### Aim
Reproduce each record exactly.

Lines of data
○ ○ ○ ○
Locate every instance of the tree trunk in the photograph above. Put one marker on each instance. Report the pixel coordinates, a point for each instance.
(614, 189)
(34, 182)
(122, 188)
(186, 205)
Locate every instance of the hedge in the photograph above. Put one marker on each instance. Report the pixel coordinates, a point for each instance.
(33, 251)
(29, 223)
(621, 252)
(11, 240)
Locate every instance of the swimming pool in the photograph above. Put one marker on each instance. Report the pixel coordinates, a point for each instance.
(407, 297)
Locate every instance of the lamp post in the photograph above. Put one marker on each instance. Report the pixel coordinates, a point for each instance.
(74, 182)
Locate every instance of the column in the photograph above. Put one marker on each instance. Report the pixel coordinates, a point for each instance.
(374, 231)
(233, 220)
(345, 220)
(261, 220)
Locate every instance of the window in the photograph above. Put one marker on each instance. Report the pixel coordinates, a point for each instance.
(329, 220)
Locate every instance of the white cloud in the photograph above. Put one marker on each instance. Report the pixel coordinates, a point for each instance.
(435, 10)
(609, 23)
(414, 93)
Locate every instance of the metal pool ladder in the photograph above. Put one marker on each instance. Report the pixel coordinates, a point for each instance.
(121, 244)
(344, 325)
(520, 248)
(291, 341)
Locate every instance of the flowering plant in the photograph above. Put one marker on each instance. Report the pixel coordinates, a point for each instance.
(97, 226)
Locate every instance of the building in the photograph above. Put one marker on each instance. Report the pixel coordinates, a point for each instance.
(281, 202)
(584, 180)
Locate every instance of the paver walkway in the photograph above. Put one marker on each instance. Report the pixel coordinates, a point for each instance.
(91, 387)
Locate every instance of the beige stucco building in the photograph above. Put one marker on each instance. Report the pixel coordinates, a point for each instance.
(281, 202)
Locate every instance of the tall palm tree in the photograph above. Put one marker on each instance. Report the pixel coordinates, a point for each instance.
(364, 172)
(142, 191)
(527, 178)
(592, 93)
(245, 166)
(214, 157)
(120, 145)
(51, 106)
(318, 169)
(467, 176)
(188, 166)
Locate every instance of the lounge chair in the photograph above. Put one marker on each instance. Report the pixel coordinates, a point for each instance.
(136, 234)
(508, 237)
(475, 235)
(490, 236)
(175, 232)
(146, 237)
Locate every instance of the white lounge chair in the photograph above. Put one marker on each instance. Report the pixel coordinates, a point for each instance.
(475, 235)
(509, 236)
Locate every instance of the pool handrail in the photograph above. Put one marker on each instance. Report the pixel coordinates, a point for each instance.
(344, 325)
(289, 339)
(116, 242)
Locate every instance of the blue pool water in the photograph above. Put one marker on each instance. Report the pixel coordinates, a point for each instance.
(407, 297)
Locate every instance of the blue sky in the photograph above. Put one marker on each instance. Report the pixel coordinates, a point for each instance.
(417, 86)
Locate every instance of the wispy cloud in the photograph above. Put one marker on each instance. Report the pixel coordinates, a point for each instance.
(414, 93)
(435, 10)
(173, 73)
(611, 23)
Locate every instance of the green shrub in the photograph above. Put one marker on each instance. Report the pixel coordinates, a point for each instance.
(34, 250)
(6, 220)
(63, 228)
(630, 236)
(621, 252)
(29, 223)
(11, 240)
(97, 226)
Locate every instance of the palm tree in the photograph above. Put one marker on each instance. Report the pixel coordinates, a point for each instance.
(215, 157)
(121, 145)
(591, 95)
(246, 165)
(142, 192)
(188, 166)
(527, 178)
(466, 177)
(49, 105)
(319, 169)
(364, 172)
○ ○ ○ ○
### Final result
Locate every instance of the tree trunk in the photograph above. Put one marker on each instance. Report the pixel coordinates, a point for each instance.
(614, 189)
(34, 182)
(122, 188)
(186, 205)
Locate every instance of the hedge in the photograph above. Put one marker on each instance. Report the pixel coordinates, a point for each instance.
(33, 251)
(29, 223)
(621, 252)
(11, 240)
Locate every instance of the swimming pool in the photograph above. Put one marker on each instance. Report the pixel coordinates, a point for each instance.
(407, 297)
Locate every instance of the lamp post in the photograph above. Put one marker on each instance. Report the pixel coordinates, a point for each instance.
(74, 182)
Locate every instance of the column in the photograph above. Put one marker on each instance. Report the pixel coordinates, a point for each instance.
(374, 231)
(233, 220)
(345, 220)
(261, 220)
Locate every instance of the window in the photograph above. Put one marker on each instance. Report the pixel coordinates, a point for each instance.
(329, 220)
Locate every instance of the white cloud in the photograph above. Put one marker on each instance. Report the pixel coordinates, a point for each instance.
(435, 10)
(609, 23)
(414, 93)
Locate every instance of the metal pool ladder in the photograph above. Put one marker on each instance. Report the pixel coordinates, a point for each instance.
(121, 244)
(344, 325)
(520, 248)
(291, 341)
Locate every instance of the flowering plant in the photograph above. Put one marker on each instance. Report the pixel coordinates, a point for each instance.
(97, 226)
Locate every instance of the building in the photograph above. Put one marker on each instance. Report the pixel coordinates, a point for each instance.
(281, 202)
(584, 180)
Locate every instance of the paver walkway in the photograph above. Put one marker on each instance. Report the pixel coordinates, a point for each instance.
(91, 387)
Locate every instance of the beige stucco building in the photograph above. Put one marker on each instance. Report the pixel coordinates, a point for each instance.
(281, 202)
Locate every instance of the tall palm tree in the photograph above. Put one marker on each instance. Report the pixel coordinates, a point for each instance.
(364, 172)
(142, 191)
(527, 178)
(592, 93)
(245, 166)
(214, 157)
(120, 145)
(51, 106)
(318, 169)
(467, 176)
(188, 166)
Locate every instance of the lounge chair in the photograph above. Put one marker on each instance. Report the pixel coordinates, a point for each instance.
(136, 234)
(508, 237)
(475, 235)
(490, 236)
(175, 232)
(146, 237)
Locate every instance of the white lounge chair in the photograph above. Put one marker on each instance. Report the pixel coordinates, a point for each instance.
(475, 235)
(509, 236)
Locate every instance of the pool handrail in the photograph above. Put one marker on each instance. Report the pixel coordinates, a point for each instance.
(344, 325)
(289, 339)
(116, 242)
Locate every instance of the blue pool water in the photograph above. Put one marker on each instance. Report the pixel coordinates, a point for each instance.
(407, 297)
Locate every instance of the blue sky in the photograph above. Put one marker on each instance. Report the pixel coordinates, a point for each instance.
(417, 86)
Locate every instance of the wispy cloud in the photograph above. Put one marker on each instance. Report the pixel coordinates, a point for each instance.
(414, 93)
(435, 10)
(173, 73)
(611, 23)
Locate every instance of the green shrub in the photograph above. Put one marker on each instance. Report the pixel coordinates, a point for each instance.
(34, 250)
(6, 220)
(63, 228)
(630, 236)
(621, 252)
(29, 223)
(11, 240)
(97, 226)
Locate every instance of the palm tree in the photograph above. Put one marker on each instance. Report the pixel coordinates, a point for each instance.
(215, 157)
(121, 145)
(591, 95)
(246, 165)
(142, 192)
(188, 166)
(527, 178)
(466, 177)
(49, 105)
(319, 169)
(364, 172)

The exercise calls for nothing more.